#### [Exercise goal]
A verbatim copy of all entries is the expected output.

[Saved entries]
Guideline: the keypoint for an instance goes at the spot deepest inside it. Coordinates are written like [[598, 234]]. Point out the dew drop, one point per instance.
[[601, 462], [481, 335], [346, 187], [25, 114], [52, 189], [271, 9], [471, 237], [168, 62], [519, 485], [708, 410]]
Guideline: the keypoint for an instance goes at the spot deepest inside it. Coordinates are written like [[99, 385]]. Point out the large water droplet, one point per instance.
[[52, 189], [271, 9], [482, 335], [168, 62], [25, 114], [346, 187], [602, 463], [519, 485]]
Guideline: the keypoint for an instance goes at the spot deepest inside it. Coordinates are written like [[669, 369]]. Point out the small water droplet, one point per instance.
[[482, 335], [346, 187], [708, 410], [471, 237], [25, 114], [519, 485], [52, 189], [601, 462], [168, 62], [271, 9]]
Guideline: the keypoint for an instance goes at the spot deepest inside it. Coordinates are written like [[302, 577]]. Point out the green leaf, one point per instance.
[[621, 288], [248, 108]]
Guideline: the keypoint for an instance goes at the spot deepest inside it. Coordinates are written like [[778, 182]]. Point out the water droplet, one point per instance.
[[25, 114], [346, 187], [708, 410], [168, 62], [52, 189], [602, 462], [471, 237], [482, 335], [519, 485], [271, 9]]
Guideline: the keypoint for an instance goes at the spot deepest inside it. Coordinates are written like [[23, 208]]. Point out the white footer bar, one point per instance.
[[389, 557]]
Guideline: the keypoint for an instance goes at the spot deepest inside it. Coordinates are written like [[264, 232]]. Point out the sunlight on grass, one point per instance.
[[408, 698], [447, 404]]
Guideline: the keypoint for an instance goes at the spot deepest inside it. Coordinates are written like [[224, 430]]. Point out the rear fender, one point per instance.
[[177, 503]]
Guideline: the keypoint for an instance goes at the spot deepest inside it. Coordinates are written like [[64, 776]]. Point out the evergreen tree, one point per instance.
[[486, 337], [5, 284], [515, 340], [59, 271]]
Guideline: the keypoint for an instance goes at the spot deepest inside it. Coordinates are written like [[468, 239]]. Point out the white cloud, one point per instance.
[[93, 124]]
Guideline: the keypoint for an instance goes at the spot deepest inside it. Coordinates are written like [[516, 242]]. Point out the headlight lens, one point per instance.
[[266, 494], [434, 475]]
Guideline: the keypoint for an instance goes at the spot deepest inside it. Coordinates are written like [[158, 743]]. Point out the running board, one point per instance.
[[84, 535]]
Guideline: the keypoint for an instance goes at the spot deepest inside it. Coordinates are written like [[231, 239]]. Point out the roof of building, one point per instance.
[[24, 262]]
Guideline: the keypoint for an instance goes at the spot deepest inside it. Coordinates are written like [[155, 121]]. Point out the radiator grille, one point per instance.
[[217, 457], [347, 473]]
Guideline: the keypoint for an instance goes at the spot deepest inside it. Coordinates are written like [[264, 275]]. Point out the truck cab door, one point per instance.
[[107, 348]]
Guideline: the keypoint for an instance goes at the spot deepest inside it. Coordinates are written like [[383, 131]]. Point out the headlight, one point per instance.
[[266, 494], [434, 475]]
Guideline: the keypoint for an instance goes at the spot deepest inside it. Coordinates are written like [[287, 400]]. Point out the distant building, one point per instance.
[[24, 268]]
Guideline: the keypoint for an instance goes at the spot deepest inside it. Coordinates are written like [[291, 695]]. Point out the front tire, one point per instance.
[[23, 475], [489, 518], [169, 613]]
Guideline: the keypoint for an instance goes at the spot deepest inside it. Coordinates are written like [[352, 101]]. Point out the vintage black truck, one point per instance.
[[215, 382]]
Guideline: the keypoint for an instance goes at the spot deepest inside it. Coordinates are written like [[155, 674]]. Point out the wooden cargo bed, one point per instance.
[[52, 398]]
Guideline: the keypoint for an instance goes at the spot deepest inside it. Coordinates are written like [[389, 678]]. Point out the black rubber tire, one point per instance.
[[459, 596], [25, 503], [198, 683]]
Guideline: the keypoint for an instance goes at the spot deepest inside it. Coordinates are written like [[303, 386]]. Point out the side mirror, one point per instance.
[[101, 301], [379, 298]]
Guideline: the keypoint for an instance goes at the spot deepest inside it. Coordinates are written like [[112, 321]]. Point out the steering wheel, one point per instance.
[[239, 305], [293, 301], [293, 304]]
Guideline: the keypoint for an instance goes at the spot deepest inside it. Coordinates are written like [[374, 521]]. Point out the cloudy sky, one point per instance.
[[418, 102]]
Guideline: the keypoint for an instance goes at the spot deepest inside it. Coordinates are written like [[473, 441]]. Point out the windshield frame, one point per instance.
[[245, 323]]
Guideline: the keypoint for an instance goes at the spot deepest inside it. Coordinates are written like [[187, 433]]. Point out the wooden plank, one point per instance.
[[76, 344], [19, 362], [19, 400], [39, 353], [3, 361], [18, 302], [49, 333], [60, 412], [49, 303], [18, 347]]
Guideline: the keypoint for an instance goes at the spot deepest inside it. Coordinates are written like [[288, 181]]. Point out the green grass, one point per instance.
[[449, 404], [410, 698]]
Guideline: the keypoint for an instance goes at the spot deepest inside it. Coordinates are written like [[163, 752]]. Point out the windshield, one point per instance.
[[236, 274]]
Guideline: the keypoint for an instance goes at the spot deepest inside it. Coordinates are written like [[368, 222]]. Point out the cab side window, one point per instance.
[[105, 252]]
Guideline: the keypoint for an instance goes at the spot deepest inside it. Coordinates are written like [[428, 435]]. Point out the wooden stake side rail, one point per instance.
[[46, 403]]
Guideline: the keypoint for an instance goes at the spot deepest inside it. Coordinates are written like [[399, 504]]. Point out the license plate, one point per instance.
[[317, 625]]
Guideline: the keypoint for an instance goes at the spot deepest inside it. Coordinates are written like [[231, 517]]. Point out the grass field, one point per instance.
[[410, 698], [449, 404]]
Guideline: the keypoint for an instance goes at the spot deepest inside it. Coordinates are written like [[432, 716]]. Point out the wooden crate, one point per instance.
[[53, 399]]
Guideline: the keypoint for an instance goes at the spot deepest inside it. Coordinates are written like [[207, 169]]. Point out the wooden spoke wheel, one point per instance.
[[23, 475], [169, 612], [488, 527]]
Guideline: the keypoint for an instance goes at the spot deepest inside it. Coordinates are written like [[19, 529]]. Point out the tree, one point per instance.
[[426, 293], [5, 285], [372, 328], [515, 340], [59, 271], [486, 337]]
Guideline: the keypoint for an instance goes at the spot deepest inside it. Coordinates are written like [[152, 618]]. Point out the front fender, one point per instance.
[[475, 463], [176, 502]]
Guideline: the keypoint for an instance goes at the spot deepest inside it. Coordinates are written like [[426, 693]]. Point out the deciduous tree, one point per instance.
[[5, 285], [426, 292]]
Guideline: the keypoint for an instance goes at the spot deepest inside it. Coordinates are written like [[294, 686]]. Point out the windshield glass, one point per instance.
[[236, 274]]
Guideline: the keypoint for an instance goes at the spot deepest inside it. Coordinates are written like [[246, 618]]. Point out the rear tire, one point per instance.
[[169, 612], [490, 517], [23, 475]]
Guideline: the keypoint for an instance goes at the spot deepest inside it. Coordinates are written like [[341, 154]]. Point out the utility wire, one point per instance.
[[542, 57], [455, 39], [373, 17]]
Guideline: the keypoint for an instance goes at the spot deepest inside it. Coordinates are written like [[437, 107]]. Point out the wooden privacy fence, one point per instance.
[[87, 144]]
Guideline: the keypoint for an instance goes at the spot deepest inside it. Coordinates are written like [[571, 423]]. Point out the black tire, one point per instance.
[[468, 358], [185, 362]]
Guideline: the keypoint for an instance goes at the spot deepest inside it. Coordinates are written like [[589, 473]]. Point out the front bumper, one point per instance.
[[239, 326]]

#### [Task result]
Guideline: the keypoint for an instance goes at the spot deepest inside it. Coordinates are written like [[598, 234]]. Point out the dew drop, one point per instance.
[[601, 462], [481, 335], [346, 187], [25, 114], [52, 189], [271, 9], [471, 237], [168, 62], [519, 485], [708, 410]]
Guideline: the keypoint for an instance goes at the spot deepest inside it. Coordinates are written like [[99, 385]]. Point out the large water droplet, one point per instance.
[[52, 189], [271, 9], [482, 335], [168, 62], [25, 114], [346, 187], [602, 463], [519, 485]]
Guideline: the keypoint for an instance goes at the spot deepest inside it. Coordinates are written like [[669, 369]]. Point out the small water droplet, one point per instance.
[[482, 335], [346, 187], [708, 410], [471, 237], [25, 114], [519, 485], [52, 189], [601, 462], [168, 62], [271, 9]]
Guideline: the keypoint for an instance goes at the spot deepest inside it. Coordinates are written like [[302, 577]]. Point out the green leaf, one point per instance.
[[621, 288], [248, 108]]
Guideline: the keypoint for an instance goes at the spot deepest inside it. Coordinates are written like [[778, 182]]. Point out the water droplet, one point per instance.
[[25, 114], [346, 187], [708, 410], [168, 62], [52, 189], [602, 462], [471, 237], [482, 335], [519, 485], [271, 9]]
Guideline: the keypoint for an instance goes at the spot deepest inside it. Coordinates are written like [[23, 208]]. Point out the white footer bar, one point per instance.
[[389, 557]]
Guideline: the keypoint for an instance goes at the spot deepest inside it. Coordinates are written like [[264, 232]]. Point out the sunlight on grass, one point per instance.
[[408, 698], [447, 404]]
Guideline: the keypoint for an instance goes at the spot deepest inside it. Coordinates are written like [[224, 430]]. Point out the rear fender, one point per instance.
[[177, 503]]
Guideline: the keypoint for an instance goes at the spot deepest inside it. Coordinates are written like [[64, 776]]. Point out the evergreen tree, one point per instance.
[[486, 337], [5, 284], [515, 340], [59, 271]]
Guideline: the keypoint for an instance goes at the spot deepest inside it. Coordinates are written like [[468, 239]]. Point out the white cloud, one point per instance.
[[93, 124]]
Guideline: the keypoint for an instance goes at the spot deepest inside it. Coordinates are written like [[516, 242]]. Point out the headlight lens, one point per instance.
[[266, 494], [434, 475]]
Guideline: the keypoint for an instance goes at the spot deepest inside it. Coordinates are written like [[158, 743]]. Point out the running board, one point per instance.
[[84, 535]]
Guideline: the keypoint for an instance goes at the spot deepest inside it. Coordinates are written like [[231, 239]]. Point out the roof of building, one point per instance.
[[24, 262]]
Guideline: the keypoint for an instance goes at the spot deepest inside it. Coordinates are written like [[155, 121]]. Point out the radiator grille, one point per instance.
[[217, 457], [347, 473]]
Guideline: the keypoint for an instance goes at the spot deepest inside it. Coordinates are written like [[264, 275]]. Point out the truck cab door, one point per instance.
[[107, 348]]
Guideline: the keypoint for an instance goes at the spot deepest inside it. Coordinates are written like [[383, 131]]. Point out the headlight, one point per instance.
[[266, 494], [434, 475]]
Guideline: the keypoint for an instance goes at the spot deepest inside it. Coordinates are written like [[287, 400]]. Point out the distant building, one point per instance.
[[24, 268]]
Guideline: the keypoint for an instance goes at the spot deepest inside it. Coordinates are written like [[291, 695]]. Point out the front tire, one point per instance.
[[23, 475], [489, 518], [169, 613]]
Guideline: the keypoint for an instance goes at the spot deepest inside it. Coordinates are written like [[352, 101]]. Point out the vintage black truck, one point per instance.
[[215, 382]]
Guideline: the keypoint for an instance goes at the spot deepest inside it. Coordinates are written like [[155, 674]]. Point out the wooden cargo bed, one point per instance.
[[52, 398]]
Guideline: the keypoint for an instance goes at the spot deepest inside it. Coordinates are written like [[389, 678]]. Point out the black rubber tire, one point per instance.
[[459, 596], [25, 503], [198, 683]]
Guideline: the keypoint for an instance goes at the spot deepest inside it. Coordinates are written like [[303, 386]]. Point out the side mirror, one point per instance.
[[101, 301], [379, 298]]
Guideline: the keypoint for an instance goes at the spot deepest inside it. Coordinates are written like [[112, 321]]. Point out the steering wheel, one point per instance.
[[239, 305], [293, 301], [293, 304]]
Guideline: the keypoint for an instance goes at the spot deepest inside it. Coordinates are written like [[374, 521]]. Point out the cloudy sky, one point per instance.
[[418, 102]]
Guideline: the keypoint for an instance goes at the spot deepest inside it. Coordinates are written like [[473, 441]]. Point out the windshield frame, one point per instance.
[[245, 323]]
Guideline: the keypoint for an instance goes at the spot deepest inside it. Coordinates are written like [[187, 433]]. Point out the wooden plank, one point per instance.
[[76, 344], [19, 362], [19, 400], [39, 353], [3, 361], [18, 302], [49, 333], [60, 412], [49, 303], [18, 347]]
Guideline: the keypoint for an instance goes at the spot deepest inside it. Coordinates are written like [[288, 181]]. Point out the green grass, one point per instance.
[[449, 404], [410, 698]]
Guideline: the keypoint for an instance goes at the spot deepest inside it. Coordinates are written like [[163, 752]]. Point out the windshield, one point per instance.
[[236, 274]]
Guideline: the keypoint for an instance goes at the spot deepest inside it. Coordinates are written like [[368, 222]]. Point out the cab side window, one point per instance.
[[105, 252]]
Guideline: the keypoint for an instance goes at the spot deepest inside it. Coordinates are written like [[428, 435]]. Point out the wooden stake side rail, one point per instance.
[[46, 403]]
Guideline: the keypoint for an instance goes at the spot deepest inside it. Coordinates are written like [[399, 504]]. Point out the license plate, one point per instance.
[[317, 625]]
Guideline: the keypoint for an instance goes at the spot deepest inside it. Coordinates are written like [[231, 517]]. Point out the grass field, one point per instance.
[[410, 698], [449, 404]]
Guideline: the keypoint for an instance goes at the spot deepest inside it. Coordinates are written like [[432, 716]]. Point out the wooden crate, one point per instance.
[[53, 399]]
Guideline: the keypoint for an instance goes at the spot deepest inside it. Coordinates are written like [[207, 169]]. Point out the wooden spoke wheel, one point per instance.
[[23, 475], [169, 612], [488, 527]]
Guideline: the keypoint for an instance goes at the spot deepest inside it. Coordinates are written like [[19, 529]]. Point out the tree, one point per instance.
[[426, 293], [5, 285], [372, 328], [515, 340], [59, 271], [486, 337]]
Guideline: the keypoint for an instance goes at the spot deepest inside it. Coordinates are written like [[152, 618]]. Point out the front fender, one point per instance.
[[475, 463], [176, 502]]
Guideline: the keypoint for an instance goes at the spot deepest inside it. Coordinates are written like [[426, 693]]. Point out the deciduous tree, one point per instance.
[[5, 285], [426, 292]]
Guideline: the keypoint for an instance goes at the spot deepest inside it. Coordinates are written like [[294, 686]]. Point out the windshield glass, one point per instance.
[[236, 274]]
Guideline: the keypoint for an instance goes at the spot deepest inside it. Coordinates are written like [[246, 618]]. Point out the rear tire, one point per instance.
[[169, 612], [490, 517], [23, 475]]
Guideline: the keypoint for an instance goes at the spot deepest inside it. Coordinates are written like [[341, 154]]. Point out the utility wire, one point per instance.
[[542, 57], [455, 39], [373, 17]]
Guideline: the keypoint for an instance goes at the spot deepest inside it. Coordinates are written like [[437, 107]]. Point out the wooden privacy fence, one point per instance.
[[87, 144]]
Guideline: the keypoint for an instance goes at the spot deepest inside it. Coordinates are written like [[571, 423]]. Point out the black tire, one point per instance.
[[468, 358], [185, 362]]
Guideline: the keypoint for an instance goes at the spot deepest inside it. Coordinates are written like [[589, 473]]. Point out the front bumper, one point per instance.
[[239, 326]]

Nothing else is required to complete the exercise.